• **AIM OF THE TASK**
Answer these questions from the article on rent and loan guarantors:
1. Are landlords who take mortgage payment holidays obliged to pass the breaks on to their tenants?
2. Who is the CEO of TotallyMoney?
3. Until when has Amigo paused offering new loans?

• **TEXT UNDER STUDY**
Written by: Emma Lunn
People with guarantor loans can apply for payment holidays, but it’s a much trickier situation for guarantors of rent payments.

Each year thousands of students and young renters ask a parent or family member to guarantee their rent.

But despite the second lockdown starting on Thursday, there has been no help for tenants announced. As it stands at the moment, renters are still liable for rent payments even if their income has been affected by the coronavirus pandemic.

Landlords can apply for mortgage payment holidays but are not obliged to pass the payment breaks on to their tenants.

If a renter fails to pay and they have a guarantor, the landlord can pursue the guarantor for the money owed.

Naveen Jaspal, chief operating officer at online lettings agency Mashroom, said: “Under rules of the guarantor agreement, the guarantor is liable. However, we encourage tenants and landlords to communicate in order to avoid getting a guarantor involved.

“It should never get to this point as tenants should be transparent and tell the landlord at the earliest opportunity and landlords should be reasonable in working out a solution to avoid needing to get in touch with the guarantor.

“If a landlord is taking a mortgage holiday and the tenant is at risk of falling into arrears, they should both come up with a payment agreement that reimburses the landlord when the tenant is in better financial health. But in this respect, early communication between tenants and landlords is crucial to solve this problem for both parties.”

Guarantor loans

Guarantors who have guaranteed loan repayments are in a better position. This is because anyone with a guarantor loan can apply for a payment holiday in the same way you can with a credit card or other type of loan.

Alastair Douglas, CEO of finance experts TotallyMoney, said: “When entering into a guarantor agreement, both the borrower and guarantor are legally responsible for making sure the loan gets repaid, and both credit ratings can be affected if either party fails to do so.

“However, with the pandemic having affected the financial lives of many, it won’t be unusual to see more situations where both the borrower and guarantor can no longer afford to repay. If this is you, you need to contact the lender to discuss your options. The FCA has introduced extra measures to help people deal with the financial effects of coronavirus and to ensure lenders treat customers fairly.

“In any case, it’s important you don’t just ignore the problem. Without an agreement in place, non-payment can appear on both credit files, lower credit scores, and make it much harder to get accepted for credit in the future.”

Guarantor lender offers the following guidance for borrowers struggling with payments: “For the vast majority of people, a reduced payment plan is the best solution as you will continue to pay off the balance of your loan. We will discuss the payment arrangement with your guarantor and ask if they may be able to help depending on their individual financial circumstances. We will always ensure they are aware of any arrangement that we agree with you.”

Looking ahead, it could be much more difficult to take out a guarantor loan in the future. One of the biggest guarantor loan firms, Amigo, has paused offering new loans until 2021 while it deals with a backlog of complaints.

• **EXERCISE DATA**

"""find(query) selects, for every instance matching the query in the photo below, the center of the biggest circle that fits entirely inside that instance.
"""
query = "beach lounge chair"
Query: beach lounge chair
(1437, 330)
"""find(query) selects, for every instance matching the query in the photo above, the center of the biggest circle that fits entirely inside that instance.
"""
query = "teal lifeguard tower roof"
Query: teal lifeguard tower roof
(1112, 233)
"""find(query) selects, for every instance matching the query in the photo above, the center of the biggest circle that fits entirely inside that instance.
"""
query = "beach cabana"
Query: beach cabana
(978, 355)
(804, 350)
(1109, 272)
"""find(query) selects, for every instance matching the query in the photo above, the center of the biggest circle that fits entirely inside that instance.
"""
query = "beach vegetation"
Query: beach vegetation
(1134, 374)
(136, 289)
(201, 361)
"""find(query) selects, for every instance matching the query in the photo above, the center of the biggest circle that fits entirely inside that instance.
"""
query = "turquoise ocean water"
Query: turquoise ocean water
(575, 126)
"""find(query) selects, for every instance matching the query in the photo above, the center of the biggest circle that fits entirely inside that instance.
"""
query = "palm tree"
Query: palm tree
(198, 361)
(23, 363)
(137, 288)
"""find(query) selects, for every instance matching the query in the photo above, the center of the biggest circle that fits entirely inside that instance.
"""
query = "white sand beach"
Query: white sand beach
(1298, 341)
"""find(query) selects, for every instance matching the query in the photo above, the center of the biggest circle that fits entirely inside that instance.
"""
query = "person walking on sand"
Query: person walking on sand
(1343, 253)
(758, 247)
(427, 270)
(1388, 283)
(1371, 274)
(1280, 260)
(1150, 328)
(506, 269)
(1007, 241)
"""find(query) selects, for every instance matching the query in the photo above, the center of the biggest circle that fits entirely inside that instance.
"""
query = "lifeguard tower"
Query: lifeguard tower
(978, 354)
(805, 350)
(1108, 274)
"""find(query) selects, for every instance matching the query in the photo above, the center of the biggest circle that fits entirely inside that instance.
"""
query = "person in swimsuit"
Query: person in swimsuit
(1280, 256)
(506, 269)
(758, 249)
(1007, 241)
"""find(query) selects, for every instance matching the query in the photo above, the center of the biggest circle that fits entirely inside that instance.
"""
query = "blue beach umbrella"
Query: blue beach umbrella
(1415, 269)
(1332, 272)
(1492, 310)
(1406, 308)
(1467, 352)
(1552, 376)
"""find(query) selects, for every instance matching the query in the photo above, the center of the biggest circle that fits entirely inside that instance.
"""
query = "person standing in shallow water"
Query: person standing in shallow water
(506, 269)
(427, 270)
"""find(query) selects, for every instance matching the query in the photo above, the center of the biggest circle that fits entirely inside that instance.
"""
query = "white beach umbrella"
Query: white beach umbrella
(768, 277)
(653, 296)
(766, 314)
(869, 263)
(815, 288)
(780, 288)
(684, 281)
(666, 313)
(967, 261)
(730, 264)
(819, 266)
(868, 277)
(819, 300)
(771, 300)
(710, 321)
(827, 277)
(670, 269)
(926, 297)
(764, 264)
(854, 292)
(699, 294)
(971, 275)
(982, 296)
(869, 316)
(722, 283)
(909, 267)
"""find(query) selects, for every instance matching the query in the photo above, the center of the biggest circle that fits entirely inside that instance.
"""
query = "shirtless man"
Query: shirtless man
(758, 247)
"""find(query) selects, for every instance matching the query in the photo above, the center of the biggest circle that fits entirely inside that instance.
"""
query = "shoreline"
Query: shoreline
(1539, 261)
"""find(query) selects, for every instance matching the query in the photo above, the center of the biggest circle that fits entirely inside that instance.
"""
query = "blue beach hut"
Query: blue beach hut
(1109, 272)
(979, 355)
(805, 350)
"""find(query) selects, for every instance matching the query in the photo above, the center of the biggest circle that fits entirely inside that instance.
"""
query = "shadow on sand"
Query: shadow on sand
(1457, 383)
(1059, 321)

• **SOLUTION FOR THIS EXERCISE**
1. No, they are not obliged to.
2. Alastair Douglas.
3. Until 2021.